### Given problem
Reproduce the part of the listing that runs from its start through the line containing "131 101 L 131", both ends included, and scale every coordinate in the answers by 1.15, rounding to whole numbers with halves rounded up. Leave the requests and their format samples unchanged.

(Records from a collection)
------------------------------------------------

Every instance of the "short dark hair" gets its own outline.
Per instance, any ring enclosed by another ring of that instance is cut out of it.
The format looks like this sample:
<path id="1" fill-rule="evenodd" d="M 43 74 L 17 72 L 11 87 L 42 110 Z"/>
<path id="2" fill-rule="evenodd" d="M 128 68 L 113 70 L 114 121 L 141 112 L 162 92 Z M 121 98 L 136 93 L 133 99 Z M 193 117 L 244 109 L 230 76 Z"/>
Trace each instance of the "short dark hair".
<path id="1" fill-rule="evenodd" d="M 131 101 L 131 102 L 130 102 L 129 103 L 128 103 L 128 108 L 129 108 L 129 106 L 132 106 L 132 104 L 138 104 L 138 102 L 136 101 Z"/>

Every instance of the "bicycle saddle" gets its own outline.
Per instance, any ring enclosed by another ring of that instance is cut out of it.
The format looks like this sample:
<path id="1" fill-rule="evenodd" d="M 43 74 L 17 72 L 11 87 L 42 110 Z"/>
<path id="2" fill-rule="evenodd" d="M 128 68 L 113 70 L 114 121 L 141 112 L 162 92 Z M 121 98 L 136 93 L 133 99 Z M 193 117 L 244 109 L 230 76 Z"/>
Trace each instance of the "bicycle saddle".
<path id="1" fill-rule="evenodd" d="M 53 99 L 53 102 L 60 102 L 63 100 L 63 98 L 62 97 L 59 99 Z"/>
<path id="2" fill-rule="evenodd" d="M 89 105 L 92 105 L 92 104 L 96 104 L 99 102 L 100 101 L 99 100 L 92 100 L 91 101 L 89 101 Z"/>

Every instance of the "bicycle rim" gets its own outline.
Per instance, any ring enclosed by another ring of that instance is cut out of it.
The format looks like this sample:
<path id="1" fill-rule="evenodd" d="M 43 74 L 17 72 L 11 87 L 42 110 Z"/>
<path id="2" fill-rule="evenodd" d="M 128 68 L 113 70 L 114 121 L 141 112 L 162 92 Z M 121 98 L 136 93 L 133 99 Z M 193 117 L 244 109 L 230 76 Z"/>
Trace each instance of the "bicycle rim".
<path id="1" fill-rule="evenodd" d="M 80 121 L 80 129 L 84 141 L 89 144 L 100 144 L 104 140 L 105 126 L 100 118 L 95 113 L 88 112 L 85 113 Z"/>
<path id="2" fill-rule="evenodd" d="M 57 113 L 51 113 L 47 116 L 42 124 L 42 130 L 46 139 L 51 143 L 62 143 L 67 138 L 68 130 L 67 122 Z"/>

------------------------------------------------

### Solution to this exercise
Every instance of the "short dark hair" gets its own outline.
Per instance, any ring enclosed by another ring of that instance is cut out of it.
The format looks like this sample:
<path id="1" fill-rule="evenodd" d="M 43 74 L 17 72 L 11 87 L 42 110 Z"/>
<path id="2" fill-rule="evenodd" d="M 128 68 L 113 70 L 114 121 L 141 112 L 162 92 Z M 121 98 L 136 93 L 133 99 Z M 193 117 L 244 109 L 230 76 Z"/>
Trace each instance of the "short dark hair".
<path id="1" fill-rule="evenodd" d="M 151 116 L 151 117 L 150 117 L 148 118 L 147 118 L 147 124 L 148 124 L 148 122 L 152 122 L 152 120 L 159 120 L 159 117 L 156 116 Z"/>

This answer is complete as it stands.